▶ **Data listing**:

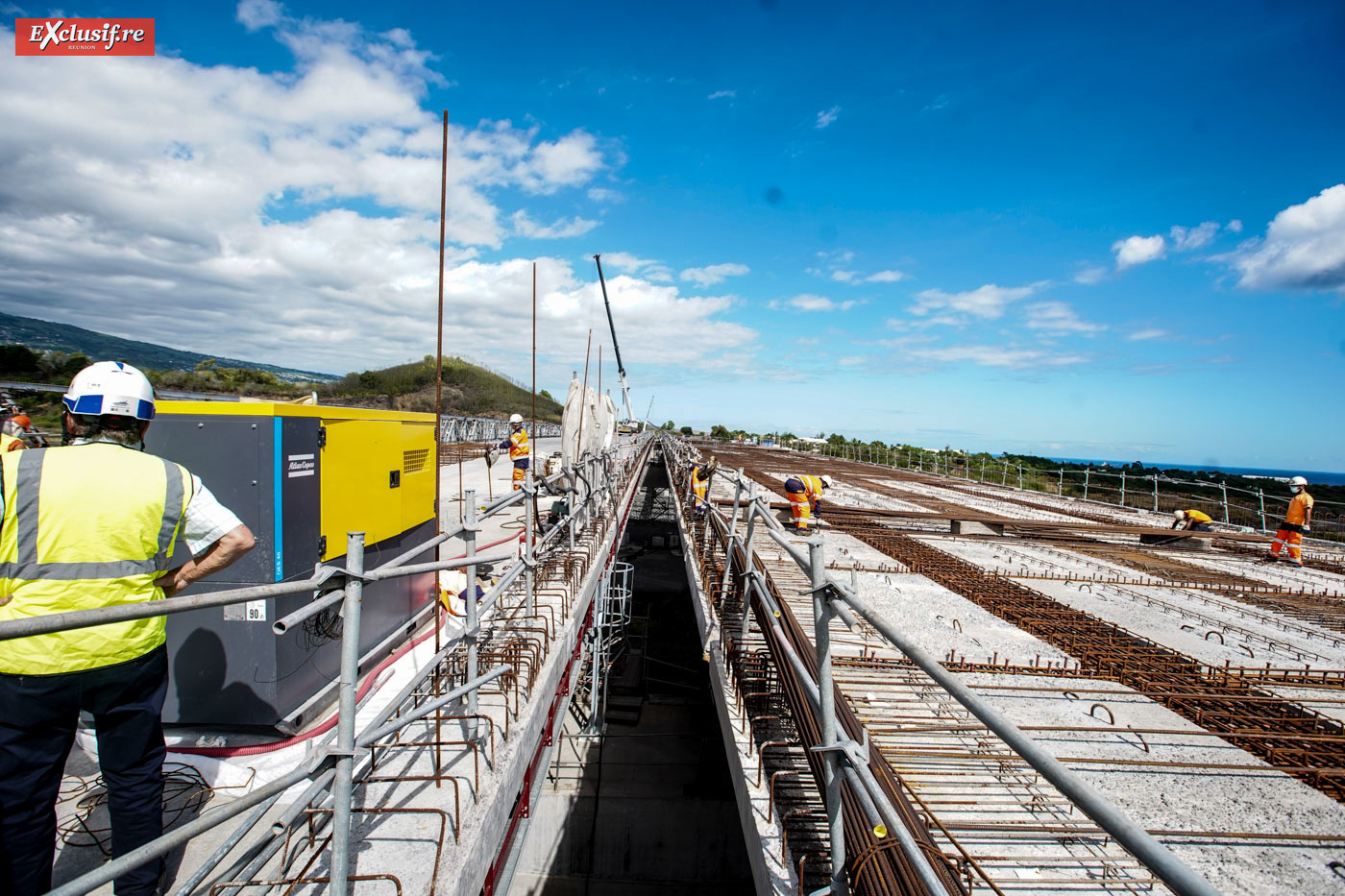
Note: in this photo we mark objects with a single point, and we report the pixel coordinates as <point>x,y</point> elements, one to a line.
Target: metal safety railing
<point>1103,487</point>
<point>488,429</point>
<point>847,759</point>
<point>342,758</point>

▶ **Problem description**:
Omit the images and transcribe all of the records above word for word.

▶ **Task output**:
Note: in this photo we mark objects with a single point, and we report the pixel coordinates as <point>x,y</point> elements, one to a line.
Target: metal safety railing
<point>1103,487</point>
<point>488,429</point>
<point>847,759</point>
<point>342,758</point>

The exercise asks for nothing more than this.